EXERCISE DATA:
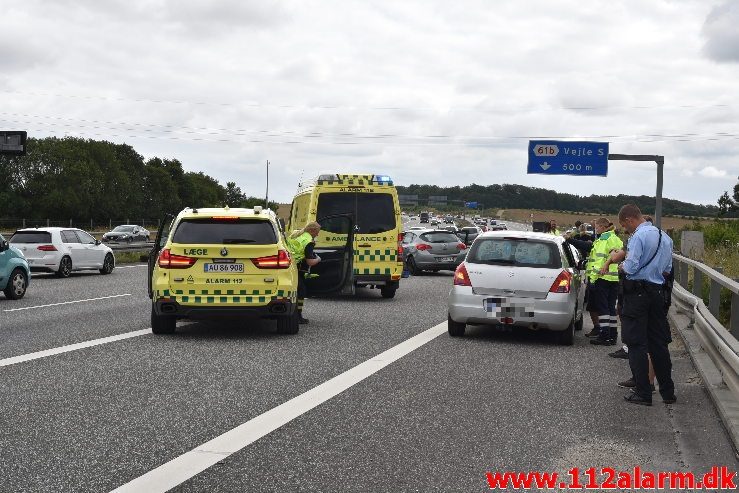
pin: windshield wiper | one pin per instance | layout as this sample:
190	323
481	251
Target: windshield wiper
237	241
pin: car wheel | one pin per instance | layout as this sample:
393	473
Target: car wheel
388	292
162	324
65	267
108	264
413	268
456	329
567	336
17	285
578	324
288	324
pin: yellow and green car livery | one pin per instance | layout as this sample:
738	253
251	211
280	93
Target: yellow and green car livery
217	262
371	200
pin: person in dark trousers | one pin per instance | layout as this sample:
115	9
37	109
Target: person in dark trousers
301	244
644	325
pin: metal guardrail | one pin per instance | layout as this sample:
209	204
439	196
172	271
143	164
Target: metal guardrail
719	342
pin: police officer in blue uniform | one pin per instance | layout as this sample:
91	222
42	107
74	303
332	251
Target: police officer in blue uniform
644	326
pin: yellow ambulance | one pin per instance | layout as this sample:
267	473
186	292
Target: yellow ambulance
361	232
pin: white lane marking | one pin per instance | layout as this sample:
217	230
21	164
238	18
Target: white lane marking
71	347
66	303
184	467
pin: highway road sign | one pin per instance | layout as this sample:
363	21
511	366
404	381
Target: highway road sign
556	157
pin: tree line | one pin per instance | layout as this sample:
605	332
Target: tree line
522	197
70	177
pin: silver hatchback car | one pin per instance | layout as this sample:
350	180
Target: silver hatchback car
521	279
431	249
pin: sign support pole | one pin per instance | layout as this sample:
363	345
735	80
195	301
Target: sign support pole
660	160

EXERCISE INSTRUCTIONS:
Copy all of the material above word for word, line by line, and leave out the pictures.

RESPONSE TO THE EXERCISE:
pin: windshield wiper | one pin per instance | layout as this sample:
190	323
481	251
Target: windshield wiper
237	241
pin: car wheel | one pin per instance | layout as this sample:
393	473
Target: car wheel
388	292
162	324
65	267
108	264
413	268
456	329
567	336
17	285
578	324
288	324
pin: yellow and green car livery | one pin per instance | layout as this sample:
738	253
251	211
280	93
Target: yellow and green car livery
217	262
371	200
pin: person in dark trousers | one pin per instance | layout as this sample:
115	9
37	109
Target: person in dark trousers
301	244
644	325
pin: metal guardrail | one pin per instance | layout as this sample:
209	204
439	196
172	271
143	164
Target: metal guardrail
719	342
pin: police officer in blue uniform | one pin per instance | layout as this sample:
91	222
42	107
74	303
332	251
Target: police officer in blue uniform
644	326
pin: yellow ambulance | one pin per instance | layout as this sample:
267	473
186	292
Target: yellow ambulance
361	232
pin: white lane marking | one pin per instance | layout as this sample:
217	230
21	164
238	18
Target: white lane marking
71	347
66	303
184	467
pin: highway road sign | one pin per instance | layout as this sample:
363	21
511	366
404	381
Target: highway road sign
556	157
pin: tree line | one pin per instance | layout as this sample:
605	332
Target: tree line
522	197
70	177
pin: silver hatchback car | one pin per instance | layout as this sample:
350	180
Target: silver hatchback car
521	279
431	249
pin: sign support pole | one pin per instance | layout as this sample:
363	345
735	80
195	301
Target: sign support pole
660	160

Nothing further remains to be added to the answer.